■ TASK BRIEF:
Reproduce exactly the line in which "Task: find each instance of the handrail" occurs and all the lines after it, ending with the last line.

━━ INPUT DATA ━━

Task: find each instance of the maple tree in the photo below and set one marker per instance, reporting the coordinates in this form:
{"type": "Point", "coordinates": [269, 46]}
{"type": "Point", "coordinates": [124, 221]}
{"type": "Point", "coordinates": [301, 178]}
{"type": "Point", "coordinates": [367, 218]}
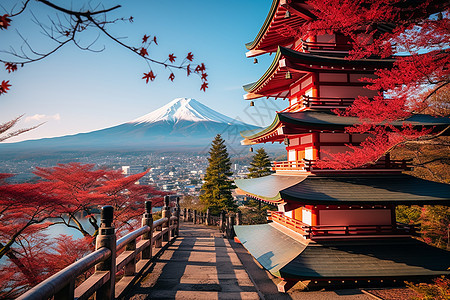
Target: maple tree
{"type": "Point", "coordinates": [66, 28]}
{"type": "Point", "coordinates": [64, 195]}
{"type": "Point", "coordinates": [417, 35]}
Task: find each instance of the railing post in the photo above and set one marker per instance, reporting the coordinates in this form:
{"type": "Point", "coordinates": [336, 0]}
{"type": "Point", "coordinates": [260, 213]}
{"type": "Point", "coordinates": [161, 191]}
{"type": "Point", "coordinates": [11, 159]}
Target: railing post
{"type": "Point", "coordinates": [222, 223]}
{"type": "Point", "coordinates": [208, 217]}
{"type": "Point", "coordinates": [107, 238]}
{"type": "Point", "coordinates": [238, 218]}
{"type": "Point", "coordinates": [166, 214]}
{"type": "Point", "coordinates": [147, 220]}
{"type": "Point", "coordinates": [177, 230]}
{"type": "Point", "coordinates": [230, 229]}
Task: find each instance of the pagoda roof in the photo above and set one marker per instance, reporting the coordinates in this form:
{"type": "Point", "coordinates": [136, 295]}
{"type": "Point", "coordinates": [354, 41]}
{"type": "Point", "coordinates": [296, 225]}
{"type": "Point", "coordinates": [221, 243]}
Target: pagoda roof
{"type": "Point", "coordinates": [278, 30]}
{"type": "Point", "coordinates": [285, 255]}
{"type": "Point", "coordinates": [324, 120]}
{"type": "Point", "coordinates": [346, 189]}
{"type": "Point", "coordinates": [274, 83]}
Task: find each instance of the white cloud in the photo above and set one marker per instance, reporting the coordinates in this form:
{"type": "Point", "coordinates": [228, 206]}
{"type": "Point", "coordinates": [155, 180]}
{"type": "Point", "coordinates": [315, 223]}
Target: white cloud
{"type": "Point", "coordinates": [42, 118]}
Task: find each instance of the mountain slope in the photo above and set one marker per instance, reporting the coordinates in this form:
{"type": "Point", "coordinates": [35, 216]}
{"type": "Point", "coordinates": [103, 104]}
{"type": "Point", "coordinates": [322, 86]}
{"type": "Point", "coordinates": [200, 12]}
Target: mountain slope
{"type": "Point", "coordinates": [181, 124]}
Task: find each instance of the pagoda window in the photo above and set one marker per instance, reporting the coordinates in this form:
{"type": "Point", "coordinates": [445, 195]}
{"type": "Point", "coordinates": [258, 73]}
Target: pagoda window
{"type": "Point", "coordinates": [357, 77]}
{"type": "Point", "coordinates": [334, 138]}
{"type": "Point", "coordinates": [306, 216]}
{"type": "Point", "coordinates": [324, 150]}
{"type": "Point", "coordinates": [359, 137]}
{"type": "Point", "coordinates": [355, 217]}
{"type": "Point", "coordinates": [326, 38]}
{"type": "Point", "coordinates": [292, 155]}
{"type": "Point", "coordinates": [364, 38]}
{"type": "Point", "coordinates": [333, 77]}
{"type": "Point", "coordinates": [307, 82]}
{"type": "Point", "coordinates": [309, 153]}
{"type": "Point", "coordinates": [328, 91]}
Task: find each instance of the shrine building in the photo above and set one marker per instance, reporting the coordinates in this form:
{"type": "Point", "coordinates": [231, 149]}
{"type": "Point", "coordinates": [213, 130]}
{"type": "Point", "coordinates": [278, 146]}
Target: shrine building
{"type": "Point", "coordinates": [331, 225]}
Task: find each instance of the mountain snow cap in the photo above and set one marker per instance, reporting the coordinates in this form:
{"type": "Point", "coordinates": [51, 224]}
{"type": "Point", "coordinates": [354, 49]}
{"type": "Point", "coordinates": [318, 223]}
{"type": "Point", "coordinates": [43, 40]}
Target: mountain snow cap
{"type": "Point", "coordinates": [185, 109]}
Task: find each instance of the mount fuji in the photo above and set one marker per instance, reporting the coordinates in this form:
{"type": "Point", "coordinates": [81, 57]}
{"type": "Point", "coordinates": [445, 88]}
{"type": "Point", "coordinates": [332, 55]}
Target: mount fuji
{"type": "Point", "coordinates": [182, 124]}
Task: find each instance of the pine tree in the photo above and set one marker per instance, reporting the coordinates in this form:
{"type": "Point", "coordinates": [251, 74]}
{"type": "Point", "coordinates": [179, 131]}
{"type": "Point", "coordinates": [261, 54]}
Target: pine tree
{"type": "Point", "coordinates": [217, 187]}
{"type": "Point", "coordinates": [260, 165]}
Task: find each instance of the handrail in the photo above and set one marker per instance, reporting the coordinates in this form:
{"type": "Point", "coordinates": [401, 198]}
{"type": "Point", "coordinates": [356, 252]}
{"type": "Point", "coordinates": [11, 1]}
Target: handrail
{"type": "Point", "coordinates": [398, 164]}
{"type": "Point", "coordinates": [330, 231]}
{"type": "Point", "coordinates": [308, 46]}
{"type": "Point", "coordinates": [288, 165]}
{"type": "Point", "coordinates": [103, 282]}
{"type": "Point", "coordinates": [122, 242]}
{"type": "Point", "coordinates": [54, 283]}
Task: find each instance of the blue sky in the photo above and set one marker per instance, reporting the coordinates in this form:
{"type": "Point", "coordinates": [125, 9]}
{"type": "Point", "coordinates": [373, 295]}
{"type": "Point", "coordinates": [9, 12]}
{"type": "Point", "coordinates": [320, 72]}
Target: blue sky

━━━

■ EXERCISE RESULT:
Task: find each instance of the handrail in the photo above and set one marker per instance, reporting the coordinates in this form:
{"type": "Point", "coordinates": [401, 198]}
{"type": "Point", "coordinates": [356, 252]}
{"type": "Point", "coordinates": [11, 1]}
Target: handrail
{"type": "Point", "coordinates": [398, 164]}
{"type": "Point", "coordinates": [330, 231]}
{"type": "Point", "coordinates": [308, 46]}
{"type": "Point", "coordinates": [288, 165]}
{"type": "Point", "coordinates": [103, 282]}
{"type": "Point", "coordinates": [122, 242]}
{"type": "Point", "coordinates": [54, 283]}
Task: find each instance of the blue sky in the photo above and set one marker per instance, reporting the coordinates in this form:
{"type": "Point", "coordinates": [125, 9]}
{"type": "Point", "coordinates": [373, 295]}
{"type": "Point", "coordinates": [9, 12]}
{"type": "Point", "coordinates": [320, 72]}
Target: blue sky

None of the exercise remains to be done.